N.B. Les points forts : l’accompagnement personnalisé, à distance, le fait d’être reconnu, d’avoir une volonté professionnalisante et qui amène vers un emploi, au rythme de chacun ; ça coûte quand même beaucoup moins cher que l’éducation privée traditionnelle ; pouvoir faire en un an un bachelor qui normalement demande trois ans... Je dirais bien que nos cours sont de qualité, mais tout le monde va dire ça, alors je préfère parler des autres métriques, mais clairement, la qualité de la production audiovisuelle et des contenus, c’est un élément très crucial chez nous.

Les points faibles : ça coûte quand même 300 euros par mois pour être accompagné par un mentor, tout le monde ne peut pas se l’offrir. On est confronté à des gens qui n’ont pas encore totalement intégré ces nouvelles façons de fonctionner et même si la loi dit que Pôle Emploi peut financer des formations à distance, nous avons tous les jours des gens qui nous téléphonent pour nous dire « Mon conseiller Pôle Emploi m’a dit qu’il ne finançait pas parce que c’est de la formation à distance ». C’est une grosse machine très difficile à faire évoluer... En plus les conseillers Pôle Emploi ne connaissent pas les métiers auxquels nous préparons, ils vont plutôt les rediriger vers des formations, qui sont très bien aussi, d’aide à la personne, de carreleur, etc. Quel gâchis !

Et même quand c’est financé, les délais d’obtention de ce financement sont très aléatoires et dépendent de la personne de Pôle emploi à laquelle vous avez à faire. Donc le coût reste non négligeable, mais il peut être financé par des acteurs, Pôle emploi ou des OPCA (Organisme Paritaire Collecteur Agréé (organisme paritaire collecteur agréé). Les discours présidentiels n’ont pas eu d’impact à court terme dans ce domaine, mais en auront probablement à long terme.

^^^^

→ Le problème:
Recopiez mot pour mot le passage du texte sur la formation à distance qui commence aux mots « Et même quand » et s'arrête après « à long terme. ».

^^^^

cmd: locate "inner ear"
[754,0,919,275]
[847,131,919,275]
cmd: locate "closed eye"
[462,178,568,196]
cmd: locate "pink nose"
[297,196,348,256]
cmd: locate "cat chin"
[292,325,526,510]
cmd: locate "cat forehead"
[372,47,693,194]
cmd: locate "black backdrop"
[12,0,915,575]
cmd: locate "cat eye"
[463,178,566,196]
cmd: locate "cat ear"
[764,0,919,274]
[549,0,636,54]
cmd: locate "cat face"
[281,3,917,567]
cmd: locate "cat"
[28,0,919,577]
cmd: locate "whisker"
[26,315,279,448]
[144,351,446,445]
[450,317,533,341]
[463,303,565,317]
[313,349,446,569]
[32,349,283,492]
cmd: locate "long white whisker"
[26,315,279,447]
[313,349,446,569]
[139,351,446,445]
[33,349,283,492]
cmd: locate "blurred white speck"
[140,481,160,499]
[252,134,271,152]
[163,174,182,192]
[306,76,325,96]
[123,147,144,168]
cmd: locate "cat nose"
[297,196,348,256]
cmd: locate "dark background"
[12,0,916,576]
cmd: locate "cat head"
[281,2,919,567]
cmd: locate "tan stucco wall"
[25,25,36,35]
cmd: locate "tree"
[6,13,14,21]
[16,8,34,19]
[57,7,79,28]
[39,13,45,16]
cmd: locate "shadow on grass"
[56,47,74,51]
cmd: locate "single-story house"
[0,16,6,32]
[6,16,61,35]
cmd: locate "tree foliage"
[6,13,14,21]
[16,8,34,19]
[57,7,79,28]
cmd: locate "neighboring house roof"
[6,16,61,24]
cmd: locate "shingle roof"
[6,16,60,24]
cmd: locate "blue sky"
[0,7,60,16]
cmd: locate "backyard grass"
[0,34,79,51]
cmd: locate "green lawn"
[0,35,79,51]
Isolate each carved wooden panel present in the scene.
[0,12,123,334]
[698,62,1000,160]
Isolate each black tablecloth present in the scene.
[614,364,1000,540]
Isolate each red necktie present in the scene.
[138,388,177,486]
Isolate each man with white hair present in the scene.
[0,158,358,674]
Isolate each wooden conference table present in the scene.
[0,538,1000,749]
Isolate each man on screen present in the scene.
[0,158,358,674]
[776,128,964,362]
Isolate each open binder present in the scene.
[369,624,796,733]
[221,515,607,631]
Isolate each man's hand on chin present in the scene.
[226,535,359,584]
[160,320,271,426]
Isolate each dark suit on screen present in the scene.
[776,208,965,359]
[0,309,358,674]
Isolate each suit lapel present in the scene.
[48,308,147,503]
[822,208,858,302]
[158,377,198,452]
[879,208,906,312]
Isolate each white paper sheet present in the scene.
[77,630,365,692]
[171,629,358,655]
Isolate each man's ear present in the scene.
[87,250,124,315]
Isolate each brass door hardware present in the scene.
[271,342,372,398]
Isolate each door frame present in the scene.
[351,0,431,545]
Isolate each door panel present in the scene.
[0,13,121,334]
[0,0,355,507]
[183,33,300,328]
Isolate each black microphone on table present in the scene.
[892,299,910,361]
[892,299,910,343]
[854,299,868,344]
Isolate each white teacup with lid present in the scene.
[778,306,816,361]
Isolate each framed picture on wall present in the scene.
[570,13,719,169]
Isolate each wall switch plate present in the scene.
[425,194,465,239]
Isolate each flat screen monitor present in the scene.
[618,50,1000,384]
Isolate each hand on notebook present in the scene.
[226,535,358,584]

^^^^

→ Réponse attendue:
Et même quand c’est financé, les délais d’obtention de ce financement sont très aléatoires et dépendent de la personne de Pôle emploi à laquelle vous avez à faire. Donc le coût reste non négligeable, mais il peut être financé par des acteurs, Pôle emploi ou des OPCA (Organisme Paritaire Collecteur Agréé (organisme paritaire collecteur agréé). Les discours présidentiels n’ont pas eu d’impact à court terme dans ce domaine, mais en auront probablement à long terme.